Article:
>> begin

= Death of Liliana Barbarita Cepeda =

1997 death of a child in Puerto Rico

The death of Liliana "Barbarita" Cepeda was a child's death that caused commotion in Puerto Rico during 1997. Investigations into the case caused confusion among the general public, because at first it had been claimed by Puerto Rican police that Cepeda had been raped and murdered, then it was alleged that she died accidentally.

Liliana Barbara "Barbarita" Cepeda Casado (1990–1997) was a young Puerto Rican girl of African descent. On April 30, 2013, she was—along with Lorenzo Gonzalez Cacho and several other children who have disappeared or died violent deaths in Puerto Rico—remembered at Puerto Rico's Capitol, during a ceremony to promote reduction of mistreatment of minors in Puerto Rico.

==Case==
Liliana Barbarita Cepeda Casado was with her family enjoying a day at the beach swimming on June 8, 1997, when she first disappeared at El Escambrón Beach in San Juan. People began looking for her all over the beach and under water.

Her body was found on June 9, in the basement of an abandoned building that hosted what was once an Olympic-sized swimming pool used for the 1979 Pan American Games water competitions.

>> end

Recorded data:
>> begin

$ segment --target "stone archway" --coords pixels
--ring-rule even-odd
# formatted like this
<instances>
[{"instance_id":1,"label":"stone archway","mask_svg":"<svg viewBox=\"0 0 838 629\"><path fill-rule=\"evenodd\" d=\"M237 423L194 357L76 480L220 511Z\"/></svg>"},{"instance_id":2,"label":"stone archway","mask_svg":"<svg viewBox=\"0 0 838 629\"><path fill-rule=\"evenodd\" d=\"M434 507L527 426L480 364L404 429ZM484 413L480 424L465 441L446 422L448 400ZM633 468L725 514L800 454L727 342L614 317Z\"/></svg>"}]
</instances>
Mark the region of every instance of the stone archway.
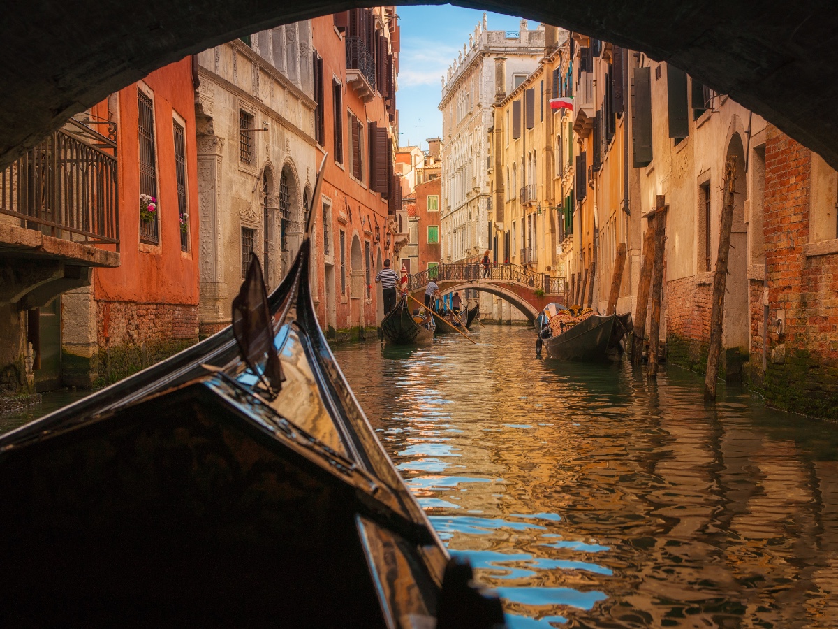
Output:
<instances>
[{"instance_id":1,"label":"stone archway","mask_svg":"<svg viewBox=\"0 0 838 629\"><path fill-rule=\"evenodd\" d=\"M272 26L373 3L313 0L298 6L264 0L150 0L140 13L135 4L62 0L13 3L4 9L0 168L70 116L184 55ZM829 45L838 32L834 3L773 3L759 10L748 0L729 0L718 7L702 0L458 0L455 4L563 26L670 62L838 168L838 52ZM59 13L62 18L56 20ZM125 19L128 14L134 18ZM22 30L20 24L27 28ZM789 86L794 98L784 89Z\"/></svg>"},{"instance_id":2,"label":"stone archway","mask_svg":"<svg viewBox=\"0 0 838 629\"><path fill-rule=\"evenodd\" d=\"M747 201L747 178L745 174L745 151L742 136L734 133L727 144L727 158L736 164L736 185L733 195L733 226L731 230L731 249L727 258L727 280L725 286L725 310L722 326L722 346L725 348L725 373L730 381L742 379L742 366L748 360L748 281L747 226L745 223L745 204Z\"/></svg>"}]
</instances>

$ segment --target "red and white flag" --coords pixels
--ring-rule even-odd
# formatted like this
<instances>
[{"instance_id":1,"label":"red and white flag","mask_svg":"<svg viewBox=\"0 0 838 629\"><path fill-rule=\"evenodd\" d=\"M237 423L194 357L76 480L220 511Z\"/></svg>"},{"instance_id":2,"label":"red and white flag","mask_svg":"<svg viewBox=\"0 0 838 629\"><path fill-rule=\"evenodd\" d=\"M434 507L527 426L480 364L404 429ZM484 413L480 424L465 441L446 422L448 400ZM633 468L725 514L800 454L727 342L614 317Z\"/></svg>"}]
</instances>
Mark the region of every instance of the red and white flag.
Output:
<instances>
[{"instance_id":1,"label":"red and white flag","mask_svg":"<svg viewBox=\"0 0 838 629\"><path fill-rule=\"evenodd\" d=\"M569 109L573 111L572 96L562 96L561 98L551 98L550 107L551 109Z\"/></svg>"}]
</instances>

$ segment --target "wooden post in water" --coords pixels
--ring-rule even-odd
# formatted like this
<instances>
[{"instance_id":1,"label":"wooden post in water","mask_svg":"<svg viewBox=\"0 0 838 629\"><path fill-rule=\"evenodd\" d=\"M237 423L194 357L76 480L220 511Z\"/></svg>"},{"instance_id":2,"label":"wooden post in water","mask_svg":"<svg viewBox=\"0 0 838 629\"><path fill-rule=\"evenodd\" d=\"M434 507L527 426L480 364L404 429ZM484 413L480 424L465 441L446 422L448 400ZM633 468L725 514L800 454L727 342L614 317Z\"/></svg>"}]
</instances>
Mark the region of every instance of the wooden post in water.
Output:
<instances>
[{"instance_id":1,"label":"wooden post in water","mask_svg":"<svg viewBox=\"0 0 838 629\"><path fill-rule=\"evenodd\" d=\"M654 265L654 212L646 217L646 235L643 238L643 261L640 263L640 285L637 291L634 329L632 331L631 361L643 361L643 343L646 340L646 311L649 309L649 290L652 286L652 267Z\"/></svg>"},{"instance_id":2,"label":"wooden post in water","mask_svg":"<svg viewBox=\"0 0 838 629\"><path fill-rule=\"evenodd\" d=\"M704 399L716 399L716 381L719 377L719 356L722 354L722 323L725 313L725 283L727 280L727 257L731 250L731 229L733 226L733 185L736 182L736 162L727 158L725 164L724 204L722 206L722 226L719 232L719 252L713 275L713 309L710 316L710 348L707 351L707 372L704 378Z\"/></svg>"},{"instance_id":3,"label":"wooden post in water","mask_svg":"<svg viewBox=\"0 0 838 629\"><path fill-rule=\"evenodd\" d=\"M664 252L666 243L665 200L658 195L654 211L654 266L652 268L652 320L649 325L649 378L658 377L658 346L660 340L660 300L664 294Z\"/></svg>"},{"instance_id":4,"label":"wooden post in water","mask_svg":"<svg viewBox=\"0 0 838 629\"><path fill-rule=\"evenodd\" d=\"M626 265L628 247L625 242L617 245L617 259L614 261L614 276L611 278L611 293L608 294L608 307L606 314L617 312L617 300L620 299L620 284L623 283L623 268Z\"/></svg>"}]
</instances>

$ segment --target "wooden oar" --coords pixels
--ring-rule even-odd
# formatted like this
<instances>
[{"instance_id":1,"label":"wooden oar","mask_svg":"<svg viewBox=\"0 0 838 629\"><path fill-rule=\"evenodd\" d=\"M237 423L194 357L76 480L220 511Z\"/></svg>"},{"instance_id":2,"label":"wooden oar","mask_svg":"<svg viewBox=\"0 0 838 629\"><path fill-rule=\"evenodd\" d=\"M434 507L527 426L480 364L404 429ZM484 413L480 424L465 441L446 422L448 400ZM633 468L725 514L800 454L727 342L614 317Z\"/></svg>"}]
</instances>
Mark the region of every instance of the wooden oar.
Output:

>> end

Request 1:
Copy the part of the article on Liliana Barbarita Cepeda's death that opens with the words containing "Her body was" and closes with "Games water competitions.", replacing "abandoned" with "empty".
Request 2:
Find every line of the listing that contains the word "Mark" and copy each one; case counts.
The article and the listing are two separate pieces of material.

Right answer 1:
Her body was found on June 9, in the basement of an empty building that hosted what was once an Olympic-sized swimming pool used for the 1979 Pan American Games water competitions.

Right answer 2:
Mark the region of every instance of the stone archway.
Mark the region of every instance of the red and white flag.
Mark the region of every instance of the wooden post in water.
Mark the region of every instance of the wooden oar.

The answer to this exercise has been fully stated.